— Start of Information supplied —
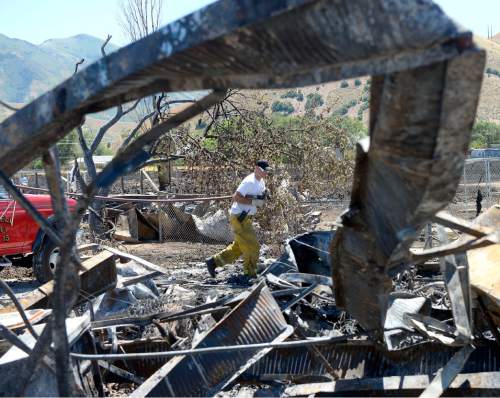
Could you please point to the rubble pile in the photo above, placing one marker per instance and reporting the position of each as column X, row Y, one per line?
column 149, row 331
column 357, row 311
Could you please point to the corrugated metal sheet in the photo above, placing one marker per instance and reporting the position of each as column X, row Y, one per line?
column 257, row 319
column 366, row 360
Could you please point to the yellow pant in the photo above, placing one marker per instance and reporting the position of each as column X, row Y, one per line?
column 245, row 242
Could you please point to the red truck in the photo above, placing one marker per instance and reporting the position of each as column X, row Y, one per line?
column 20, row 235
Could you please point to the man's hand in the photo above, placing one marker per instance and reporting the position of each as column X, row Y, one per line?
column 258, row 202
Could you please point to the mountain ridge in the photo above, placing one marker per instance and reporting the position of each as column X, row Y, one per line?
column 28, row 70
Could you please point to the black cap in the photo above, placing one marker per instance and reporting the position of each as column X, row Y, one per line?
column 264, row 165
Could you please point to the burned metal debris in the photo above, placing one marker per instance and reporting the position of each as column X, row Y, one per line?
column 426, row 75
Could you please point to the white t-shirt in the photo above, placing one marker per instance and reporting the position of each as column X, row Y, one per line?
column 249, row 186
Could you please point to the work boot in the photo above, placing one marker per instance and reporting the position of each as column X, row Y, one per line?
column 211, row 266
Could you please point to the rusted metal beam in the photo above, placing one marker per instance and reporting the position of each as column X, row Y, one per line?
column 405, row 172
column 466, row 383
column 98, row 276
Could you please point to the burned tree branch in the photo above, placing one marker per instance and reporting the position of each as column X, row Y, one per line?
column 9, row 107
column 77, row 65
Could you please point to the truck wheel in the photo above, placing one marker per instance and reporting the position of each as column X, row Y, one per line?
column 45, row 261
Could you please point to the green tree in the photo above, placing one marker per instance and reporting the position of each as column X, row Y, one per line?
column 283, row 107
column 484, row 134
column 314, row 100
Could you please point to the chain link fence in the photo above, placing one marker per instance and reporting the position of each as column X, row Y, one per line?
column 183, row 213
column 479, row 187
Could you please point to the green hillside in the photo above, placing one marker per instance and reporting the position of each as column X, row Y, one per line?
column 28, row 70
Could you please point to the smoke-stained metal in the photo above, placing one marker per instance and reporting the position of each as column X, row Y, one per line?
column 258, row 318
column 240, row 44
— End of Information supplied —
Exercise objective – Nothing but the pictures may be dropped; output the records above exactly.

Result of the task –
Could you please point to the rubble pile in the photo above, placing one marker per instance and reporting the position of each as column X, row Y, one per line?
column 149, row 331
column 357, row 311
Could you please point to the corrugated metal sheet in the photo above, placing one marker per instance and reporting the position of each as column X, row Y, one per line?
column 257, row 319
column 366, row 360
Could you please point to the yellow pant in the photo above, placing one marker per instance and reporting the position of each as column X, row Y, one per line?
column 245, row 242
Could you please point to the red truck in the photo above, placing one marker per instance and reporting the position of each as column X, row Y, one per line?
column 20, row 235
Could you please point to the man's hand in the photo above, placing one marker per instance and reporting the position of each as column X, row Y, one per line?
column 258, row 202
Could you please point to the mountain ridge in the photo above, placing one marker per instance and reporting the position of each as column X, row Y, one per line?
column 28, row 70
Could you please point to the black cap in the photo above, placing one marker per instance and reporting the position of each as column X, row Y, one per line?
column 264, row 165
Could you please point to the burned metal debris in the photo above, placing one marker per instance and reporting the position of each as column X, row Y, one per line?
column 426, row 75
Could you please point to the white t-shirt in the photo above, placing one marker per instance and reporting the position of each as column X, row Y, one per line?
column 249, row 186
Could you please point to the work boot in the photo above, placing one marker per instance and reporting the position of each as column X, row Y, one per line?
column 211, row 266
Could you please point to the rusted metal beam in the photo above, placing one marker per instance and reporting the position of each as column X, row Y, one per line?
column 405, row 172
column 466, row 383
column 98, row 276
Could you please point to the burned tree branch in the photo above, placing one marker per instance and reporting the position of each as column X, row Y, one per line?
column 9, row 107
column 77, row 65
Could you please point to the truck wheel in the photo above, placing one marker per instance and reporting the position of each as column X, row Y, one per line?
column 45, row 261
Could you please point to the green tree in the photo above, placing one marker per instance and reporting the position of each as column X, row Y, one per line?
column 283, row 107
column 484, row 134
column 314, row 100
Could you please point to the chain link fence in the photo above, placing one marker per instance and reporting the position of each as column X, row Y, one per line?
column 183, row 213
column 479, row 187
Could you please point to the green hillside in the photo above, placing one marker per instance and reporting the position of each as column X, row Y, one per line?
column 28, row 70
Could you please point to the smoke-stained metal in the photo above, placing one marker per instance and reporting the position of each as column X, row Y, one per line?
column 258, row 318
column 240, row 44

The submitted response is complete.